> [Task inputs]:

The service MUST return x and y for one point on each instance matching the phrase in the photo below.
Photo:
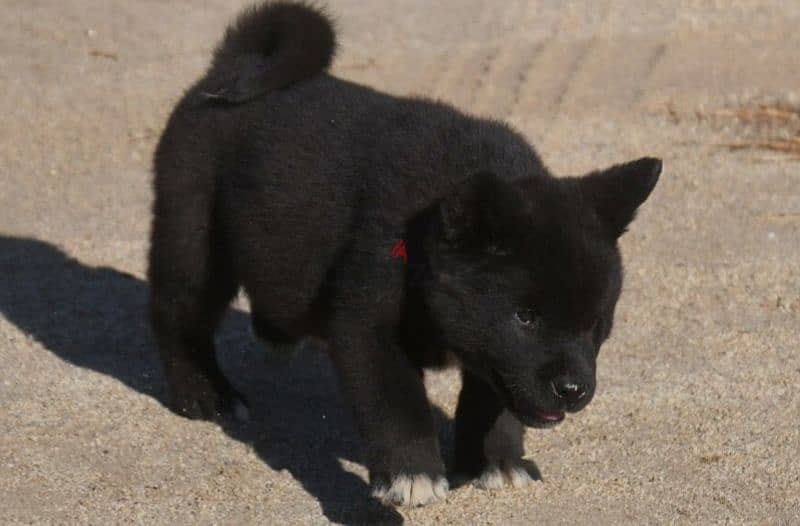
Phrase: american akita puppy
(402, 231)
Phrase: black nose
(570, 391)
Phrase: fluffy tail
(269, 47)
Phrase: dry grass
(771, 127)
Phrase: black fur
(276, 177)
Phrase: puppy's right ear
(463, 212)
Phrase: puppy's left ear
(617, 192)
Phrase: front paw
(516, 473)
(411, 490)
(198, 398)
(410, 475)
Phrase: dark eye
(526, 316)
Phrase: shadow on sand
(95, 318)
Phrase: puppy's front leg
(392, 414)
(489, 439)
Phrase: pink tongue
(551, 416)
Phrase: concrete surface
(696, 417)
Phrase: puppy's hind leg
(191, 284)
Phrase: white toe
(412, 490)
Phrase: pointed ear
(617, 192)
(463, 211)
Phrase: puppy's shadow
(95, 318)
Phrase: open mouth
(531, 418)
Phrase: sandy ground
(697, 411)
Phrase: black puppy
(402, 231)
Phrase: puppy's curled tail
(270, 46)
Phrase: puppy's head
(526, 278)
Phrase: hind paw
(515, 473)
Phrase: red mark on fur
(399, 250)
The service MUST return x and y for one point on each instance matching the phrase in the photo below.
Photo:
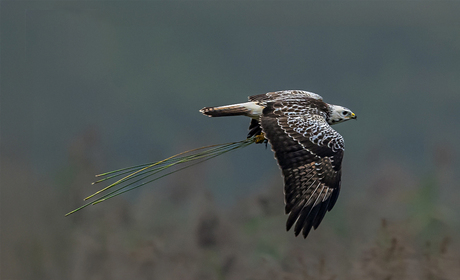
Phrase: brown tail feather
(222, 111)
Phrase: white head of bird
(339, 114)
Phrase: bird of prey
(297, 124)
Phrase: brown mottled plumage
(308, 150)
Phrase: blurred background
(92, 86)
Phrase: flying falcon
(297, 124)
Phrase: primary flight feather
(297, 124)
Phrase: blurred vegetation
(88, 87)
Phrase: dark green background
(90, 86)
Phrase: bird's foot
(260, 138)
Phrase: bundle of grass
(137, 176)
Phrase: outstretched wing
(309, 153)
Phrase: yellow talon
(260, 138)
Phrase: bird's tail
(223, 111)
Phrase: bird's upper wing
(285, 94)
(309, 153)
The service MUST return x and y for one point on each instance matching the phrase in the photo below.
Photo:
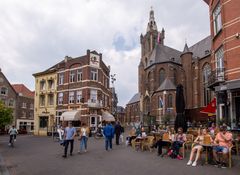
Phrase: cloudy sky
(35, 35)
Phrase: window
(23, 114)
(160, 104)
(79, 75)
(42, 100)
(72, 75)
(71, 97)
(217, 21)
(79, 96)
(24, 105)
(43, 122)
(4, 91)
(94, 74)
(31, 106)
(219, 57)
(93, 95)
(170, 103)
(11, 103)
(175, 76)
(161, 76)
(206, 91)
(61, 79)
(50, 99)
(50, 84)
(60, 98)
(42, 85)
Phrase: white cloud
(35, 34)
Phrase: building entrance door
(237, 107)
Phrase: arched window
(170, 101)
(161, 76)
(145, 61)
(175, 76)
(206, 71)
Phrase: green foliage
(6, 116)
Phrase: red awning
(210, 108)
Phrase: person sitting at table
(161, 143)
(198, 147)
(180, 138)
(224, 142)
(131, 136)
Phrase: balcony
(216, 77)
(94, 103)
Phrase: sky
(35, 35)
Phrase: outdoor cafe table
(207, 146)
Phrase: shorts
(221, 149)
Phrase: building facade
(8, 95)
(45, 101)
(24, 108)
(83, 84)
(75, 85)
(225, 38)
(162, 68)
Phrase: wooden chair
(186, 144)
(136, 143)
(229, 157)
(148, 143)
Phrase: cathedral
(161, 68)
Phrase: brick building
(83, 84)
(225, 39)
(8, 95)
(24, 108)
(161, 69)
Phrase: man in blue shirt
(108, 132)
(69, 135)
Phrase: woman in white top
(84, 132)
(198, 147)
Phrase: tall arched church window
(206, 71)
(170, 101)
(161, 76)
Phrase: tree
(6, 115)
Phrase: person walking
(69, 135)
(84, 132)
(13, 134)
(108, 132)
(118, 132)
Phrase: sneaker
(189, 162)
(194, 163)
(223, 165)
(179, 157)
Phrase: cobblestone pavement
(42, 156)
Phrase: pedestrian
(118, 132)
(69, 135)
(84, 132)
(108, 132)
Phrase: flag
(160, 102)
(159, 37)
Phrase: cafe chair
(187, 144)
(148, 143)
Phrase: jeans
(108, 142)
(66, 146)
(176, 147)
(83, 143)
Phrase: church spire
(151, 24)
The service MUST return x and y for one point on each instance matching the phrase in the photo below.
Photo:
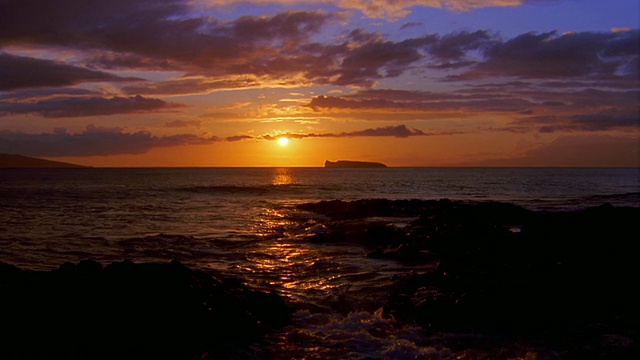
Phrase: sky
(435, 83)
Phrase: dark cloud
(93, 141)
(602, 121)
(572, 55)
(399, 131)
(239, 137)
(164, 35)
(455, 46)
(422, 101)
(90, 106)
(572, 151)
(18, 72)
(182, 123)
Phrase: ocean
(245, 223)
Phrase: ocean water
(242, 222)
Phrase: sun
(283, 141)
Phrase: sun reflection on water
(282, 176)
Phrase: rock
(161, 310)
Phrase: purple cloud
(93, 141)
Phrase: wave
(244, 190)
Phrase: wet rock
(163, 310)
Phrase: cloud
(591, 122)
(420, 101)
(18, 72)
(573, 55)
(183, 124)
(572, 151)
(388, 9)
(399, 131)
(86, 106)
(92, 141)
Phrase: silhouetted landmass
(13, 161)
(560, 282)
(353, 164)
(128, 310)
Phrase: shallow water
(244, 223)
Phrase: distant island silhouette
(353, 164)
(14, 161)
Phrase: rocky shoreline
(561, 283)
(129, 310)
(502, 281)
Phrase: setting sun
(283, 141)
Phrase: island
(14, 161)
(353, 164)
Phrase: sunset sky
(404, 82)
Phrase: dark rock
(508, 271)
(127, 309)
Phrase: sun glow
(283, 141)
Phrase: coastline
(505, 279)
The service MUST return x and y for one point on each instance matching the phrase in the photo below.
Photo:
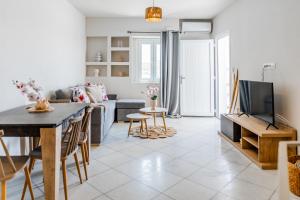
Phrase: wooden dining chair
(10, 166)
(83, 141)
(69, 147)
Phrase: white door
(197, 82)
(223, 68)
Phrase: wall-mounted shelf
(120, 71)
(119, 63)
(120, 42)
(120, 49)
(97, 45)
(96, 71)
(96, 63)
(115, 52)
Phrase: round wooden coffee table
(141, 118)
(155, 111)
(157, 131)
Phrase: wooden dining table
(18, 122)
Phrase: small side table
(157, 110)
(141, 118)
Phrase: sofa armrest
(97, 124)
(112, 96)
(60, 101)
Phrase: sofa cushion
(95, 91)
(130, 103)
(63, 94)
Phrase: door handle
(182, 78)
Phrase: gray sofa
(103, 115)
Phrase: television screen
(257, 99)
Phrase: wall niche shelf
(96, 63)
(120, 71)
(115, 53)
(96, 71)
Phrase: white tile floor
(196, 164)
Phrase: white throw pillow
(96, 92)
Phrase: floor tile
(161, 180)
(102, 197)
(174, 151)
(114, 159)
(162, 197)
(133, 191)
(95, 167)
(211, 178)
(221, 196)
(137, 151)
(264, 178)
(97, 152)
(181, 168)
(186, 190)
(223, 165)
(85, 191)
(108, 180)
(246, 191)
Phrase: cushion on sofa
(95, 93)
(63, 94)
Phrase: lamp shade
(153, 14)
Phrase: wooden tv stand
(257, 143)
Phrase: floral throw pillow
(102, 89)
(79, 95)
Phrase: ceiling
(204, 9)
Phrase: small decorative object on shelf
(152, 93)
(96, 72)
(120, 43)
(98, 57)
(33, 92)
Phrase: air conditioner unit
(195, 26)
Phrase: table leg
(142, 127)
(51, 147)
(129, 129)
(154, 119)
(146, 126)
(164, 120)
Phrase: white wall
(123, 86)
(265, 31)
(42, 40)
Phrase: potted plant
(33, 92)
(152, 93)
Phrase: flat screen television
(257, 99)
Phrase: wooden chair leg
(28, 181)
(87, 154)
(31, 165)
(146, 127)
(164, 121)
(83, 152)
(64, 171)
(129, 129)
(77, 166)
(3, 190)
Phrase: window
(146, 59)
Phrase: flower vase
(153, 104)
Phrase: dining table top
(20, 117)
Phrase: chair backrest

> [Stated task]:
Reproduce exactly, with nothing added, the lines from the one that contains "Phrase: ceiling" to the end of the data.

> [Result]:
Phrase: ceiling
(204, 9)
Phrase: small decorative object on shelf
(152, 93)
(96, 72)
(120, 43)
(98, 57)
(33, 92)
Phrase: air conditioner unit
(195, 26)
Phrase: table leg
(142, 127)
(51, 147)
(129, 129)
(154, 119)
(146, 126)
(164, 120)
Phrase: white wall
(123, 86)
(265, 31)
(42, 40)
Phrase: potted plant
(33, 92)
(152, 93)
Phrase: flat screen television
(257, 99)
Phrase: wooden chair leg
(28, 181)
(87, 154)
(31, 165)
(146, 127)
(164, 121)
(83, 152)
(64, 171)
(129, 129)
(77, 166)
(3, 190)
Phrase: window
(146, 59)
Phrase: flower vase
(153, 104)
Phrase: dining table top
(20, 117)
Phrase: chair backrest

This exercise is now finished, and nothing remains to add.